===== DATASET CONTENT
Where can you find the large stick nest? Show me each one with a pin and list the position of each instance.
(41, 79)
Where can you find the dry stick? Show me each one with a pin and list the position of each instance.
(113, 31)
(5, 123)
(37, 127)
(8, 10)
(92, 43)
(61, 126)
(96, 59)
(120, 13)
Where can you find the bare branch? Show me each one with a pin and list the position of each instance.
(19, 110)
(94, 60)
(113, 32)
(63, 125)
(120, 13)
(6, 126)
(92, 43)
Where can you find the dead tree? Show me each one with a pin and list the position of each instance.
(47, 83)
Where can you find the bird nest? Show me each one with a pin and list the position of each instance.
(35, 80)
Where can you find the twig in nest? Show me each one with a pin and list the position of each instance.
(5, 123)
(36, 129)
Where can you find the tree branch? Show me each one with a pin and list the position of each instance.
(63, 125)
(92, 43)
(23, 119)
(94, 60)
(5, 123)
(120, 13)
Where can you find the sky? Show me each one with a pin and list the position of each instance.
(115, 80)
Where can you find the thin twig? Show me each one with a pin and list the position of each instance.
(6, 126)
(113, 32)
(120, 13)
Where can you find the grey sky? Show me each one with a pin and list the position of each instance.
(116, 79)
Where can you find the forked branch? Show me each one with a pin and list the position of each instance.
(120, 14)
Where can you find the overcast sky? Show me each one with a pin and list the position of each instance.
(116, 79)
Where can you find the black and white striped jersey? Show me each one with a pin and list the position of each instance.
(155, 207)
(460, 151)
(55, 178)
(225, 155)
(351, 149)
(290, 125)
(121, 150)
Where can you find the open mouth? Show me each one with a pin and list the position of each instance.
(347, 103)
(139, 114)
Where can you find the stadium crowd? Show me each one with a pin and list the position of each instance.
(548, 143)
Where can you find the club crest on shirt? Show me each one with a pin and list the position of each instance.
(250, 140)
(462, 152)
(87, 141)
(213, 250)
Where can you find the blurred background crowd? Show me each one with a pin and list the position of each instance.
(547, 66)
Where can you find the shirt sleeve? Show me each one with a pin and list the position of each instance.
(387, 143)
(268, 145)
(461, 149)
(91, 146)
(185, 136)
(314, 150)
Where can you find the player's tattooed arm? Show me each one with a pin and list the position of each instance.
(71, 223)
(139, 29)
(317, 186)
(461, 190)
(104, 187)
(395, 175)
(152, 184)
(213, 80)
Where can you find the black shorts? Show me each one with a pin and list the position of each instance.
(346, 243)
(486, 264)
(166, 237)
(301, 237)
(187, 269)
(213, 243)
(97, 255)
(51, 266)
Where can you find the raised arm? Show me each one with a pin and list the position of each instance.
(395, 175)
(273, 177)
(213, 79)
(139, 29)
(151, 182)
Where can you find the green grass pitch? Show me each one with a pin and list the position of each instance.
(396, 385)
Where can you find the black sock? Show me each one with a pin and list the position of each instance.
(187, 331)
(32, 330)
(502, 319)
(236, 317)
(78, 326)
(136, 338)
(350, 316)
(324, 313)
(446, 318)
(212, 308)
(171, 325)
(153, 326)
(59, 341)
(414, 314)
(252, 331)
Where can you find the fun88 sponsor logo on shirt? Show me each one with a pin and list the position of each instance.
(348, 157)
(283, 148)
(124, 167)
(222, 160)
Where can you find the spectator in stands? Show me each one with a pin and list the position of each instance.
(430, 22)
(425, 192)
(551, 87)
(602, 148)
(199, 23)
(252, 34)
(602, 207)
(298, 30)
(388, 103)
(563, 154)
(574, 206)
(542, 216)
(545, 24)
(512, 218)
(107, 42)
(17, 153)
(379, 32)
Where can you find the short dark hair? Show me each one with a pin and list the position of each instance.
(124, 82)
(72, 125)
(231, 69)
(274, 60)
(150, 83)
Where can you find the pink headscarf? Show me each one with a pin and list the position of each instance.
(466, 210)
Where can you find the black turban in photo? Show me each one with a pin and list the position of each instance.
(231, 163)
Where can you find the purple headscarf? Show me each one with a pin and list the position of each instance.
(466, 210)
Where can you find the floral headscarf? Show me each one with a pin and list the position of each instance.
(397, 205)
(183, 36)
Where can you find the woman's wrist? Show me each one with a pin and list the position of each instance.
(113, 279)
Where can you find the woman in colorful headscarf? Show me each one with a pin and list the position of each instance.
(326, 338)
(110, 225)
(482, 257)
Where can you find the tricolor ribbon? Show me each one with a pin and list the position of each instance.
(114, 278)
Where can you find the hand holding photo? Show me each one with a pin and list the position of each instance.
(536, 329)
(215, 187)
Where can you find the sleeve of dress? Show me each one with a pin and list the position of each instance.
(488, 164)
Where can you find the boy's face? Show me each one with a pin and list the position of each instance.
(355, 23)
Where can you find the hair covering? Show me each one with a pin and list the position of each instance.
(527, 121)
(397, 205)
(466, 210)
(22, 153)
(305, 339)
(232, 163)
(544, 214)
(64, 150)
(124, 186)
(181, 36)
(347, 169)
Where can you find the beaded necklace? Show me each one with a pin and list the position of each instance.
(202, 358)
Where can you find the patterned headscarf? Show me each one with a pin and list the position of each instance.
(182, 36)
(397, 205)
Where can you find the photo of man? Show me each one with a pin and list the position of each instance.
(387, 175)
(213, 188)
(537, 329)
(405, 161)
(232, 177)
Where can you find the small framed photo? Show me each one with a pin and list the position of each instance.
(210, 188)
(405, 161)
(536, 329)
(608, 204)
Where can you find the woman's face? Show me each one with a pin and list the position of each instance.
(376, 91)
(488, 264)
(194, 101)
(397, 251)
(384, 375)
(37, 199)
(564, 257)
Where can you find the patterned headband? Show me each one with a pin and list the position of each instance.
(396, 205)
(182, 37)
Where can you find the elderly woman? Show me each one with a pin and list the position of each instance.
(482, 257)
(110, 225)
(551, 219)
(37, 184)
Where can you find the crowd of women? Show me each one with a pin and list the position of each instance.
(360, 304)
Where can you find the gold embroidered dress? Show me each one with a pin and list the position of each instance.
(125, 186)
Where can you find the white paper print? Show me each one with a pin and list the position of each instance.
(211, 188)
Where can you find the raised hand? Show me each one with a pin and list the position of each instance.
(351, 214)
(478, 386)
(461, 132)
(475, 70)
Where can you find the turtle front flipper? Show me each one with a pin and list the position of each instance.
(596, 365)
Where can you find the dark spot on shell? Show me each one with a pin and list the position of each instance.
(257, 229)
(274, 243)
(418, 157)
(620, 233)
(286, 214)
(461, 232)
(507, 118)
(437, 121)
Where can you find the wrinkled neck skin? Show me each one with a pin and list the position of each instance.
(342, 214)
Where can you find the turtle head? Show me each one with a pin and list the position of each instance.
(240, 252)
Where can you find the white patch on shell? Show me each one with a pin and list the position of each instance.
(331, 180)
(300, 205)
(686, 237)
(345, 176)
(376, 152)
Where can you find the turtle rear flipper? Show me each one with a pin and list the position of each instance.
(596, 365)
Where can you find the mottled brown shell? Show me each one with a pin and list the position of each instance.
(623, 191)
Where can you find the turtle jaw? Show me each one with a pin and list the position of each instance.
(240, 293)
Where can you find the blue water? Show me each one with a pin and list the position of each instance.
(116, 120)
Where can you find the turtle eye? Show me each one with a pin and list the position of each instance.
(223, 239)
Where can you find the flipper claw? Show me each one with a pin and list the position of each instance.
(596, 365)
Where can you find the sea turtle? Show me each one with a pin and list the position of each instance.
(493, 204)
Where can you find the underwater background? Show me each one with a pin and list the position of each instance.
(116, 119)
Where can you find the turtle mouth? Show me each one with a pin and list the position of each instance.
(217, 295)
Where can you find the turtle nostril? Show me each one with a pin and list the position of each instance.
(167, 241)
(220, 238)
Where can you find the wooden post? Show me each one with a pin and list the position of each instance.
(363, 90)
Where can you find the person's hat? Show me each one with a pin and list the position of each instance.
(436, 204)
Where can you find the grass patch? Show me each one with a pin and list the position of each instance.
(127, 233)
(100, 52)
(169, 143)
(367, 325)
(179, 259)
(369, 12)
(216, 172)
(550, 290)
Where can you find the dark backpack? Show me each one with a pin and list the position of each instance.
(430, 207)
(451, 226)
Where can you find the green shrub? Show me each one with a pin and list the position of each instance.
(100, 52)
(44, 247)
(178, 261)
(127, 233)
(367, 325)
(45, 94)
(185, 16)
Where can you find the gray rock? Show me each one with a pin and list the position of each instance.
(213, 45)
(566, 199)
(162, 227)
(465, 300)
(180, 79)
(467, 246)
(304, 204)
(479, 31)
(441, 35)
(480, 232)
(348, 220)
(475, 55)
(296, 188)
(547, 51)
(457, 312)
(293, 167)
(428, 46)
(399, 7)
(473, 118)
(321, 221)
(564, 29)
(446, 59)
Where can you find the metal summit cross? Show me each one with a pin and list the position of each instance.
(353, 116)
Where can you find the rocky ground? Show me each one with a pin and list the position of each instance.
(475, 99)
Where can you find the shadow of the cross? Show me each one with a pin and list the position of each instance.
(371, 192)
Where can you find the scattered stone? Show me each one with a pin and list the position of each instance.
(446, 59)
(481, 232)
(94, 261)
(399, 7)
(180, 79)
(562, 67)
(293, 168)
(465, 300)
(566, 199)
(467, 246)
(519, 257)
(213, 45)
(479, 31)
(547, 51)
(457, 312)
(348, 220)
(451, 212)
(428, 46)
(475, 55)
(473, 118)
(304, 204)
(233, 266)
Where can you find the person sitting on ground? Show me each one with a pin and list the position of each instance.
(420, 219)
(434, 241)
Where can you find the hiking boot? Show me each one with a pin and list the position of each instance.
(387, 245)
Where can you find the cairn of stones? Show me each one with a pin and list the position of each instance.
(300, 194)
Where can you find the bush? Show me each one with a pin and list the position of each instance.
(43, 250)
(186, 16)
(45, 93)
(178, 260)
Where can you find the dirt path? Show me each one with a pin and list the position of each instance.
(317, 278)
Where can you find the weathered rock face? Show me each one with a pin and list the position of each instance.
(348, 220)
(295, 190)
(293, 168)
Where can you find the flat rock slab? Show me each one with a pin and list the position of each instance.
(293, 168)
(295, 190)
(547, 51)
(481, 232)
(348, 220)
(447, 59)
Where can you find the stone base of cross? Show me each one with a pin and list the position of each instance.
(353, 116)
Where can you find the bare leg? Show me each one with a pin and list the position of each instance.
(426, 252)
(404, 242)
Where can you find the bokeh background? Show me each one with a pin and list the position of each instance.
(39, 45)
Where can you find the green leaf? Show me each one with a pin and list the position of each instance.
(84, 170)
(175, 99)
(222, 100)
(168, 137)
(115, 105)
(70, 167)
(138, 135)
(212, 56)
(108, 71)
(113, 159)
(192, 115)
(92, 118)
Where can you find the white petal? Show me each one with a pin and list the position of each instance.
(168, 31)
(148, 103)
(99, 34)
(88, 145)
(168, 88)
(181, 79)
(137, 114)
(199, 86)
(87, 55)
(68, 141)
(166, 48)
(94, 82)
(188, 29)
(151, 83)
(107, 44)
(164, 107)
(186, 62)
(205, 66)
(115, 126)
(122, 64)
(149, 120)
==========
* EXERCISE *
Take the line in which "Where can you find the cairn" occurs and each subsequent line through the end; give these lines again without alteration.

* EXERCISE OUTPUT *
Where can you find the cairn of stones? Show me each one with a pin and list the position of each instance.
(300, 194)
Where can you find the bush? Show me each one with a pin and list the position of each instance.
(43, 250)
(186, 16)
(45, 93)
(178, 260)
Where can you find the dirt path? Show me each one with a pin and list the position of each instance.
(317, 278)
Where can you find the weathered rock face? Show me each one with a pin and list the position of each instance.
(348, 220)
(295, 190)
(293, 168)
Where can you find the flat rock slab? Show me each one with a pin and list the position of each instance.
(293, 168)
(295, 190)
(547, 51)
(481, 232)
(348, 220)
(447, 59)
Where can you find the stone base of cross? Show me each one with a pin and list the position of each instance.
(353, 116)
Where can you find the bare leg? Show me each one with a pin and list the position of each instance.
(426, 252)
(404, 242)
Where can you find the bokeh background? Show me each one with a pin and list the position of each instance.
(39, 45)
Where can you find the green leaf? Show me each one with a pin and list the position of each instance.
(84, 170)
(175, 99)
(222, 100)
(168, 137)
(115, 105)
(70, 167)
(138, 135)
(212, 56)
(108, 71)
(113, 159)
(192, 115)
(92, 118)
Where can you find the white petal? Show me each one with a pin and list the position of each instance.
(168, 31)
(148, 103)
(99, 34)
(88, 145)
(168, 88)
(181, 79)
(137, 114)
(199, 86)
(87, 55)
(68, 141)
(166, 48)
(94, 82)
(188, 29)
(151, 83)
(107, 44)
(164, 107)
(186, 62)
(205, 66)
(115, 126)
(122, 64)
(149, 120)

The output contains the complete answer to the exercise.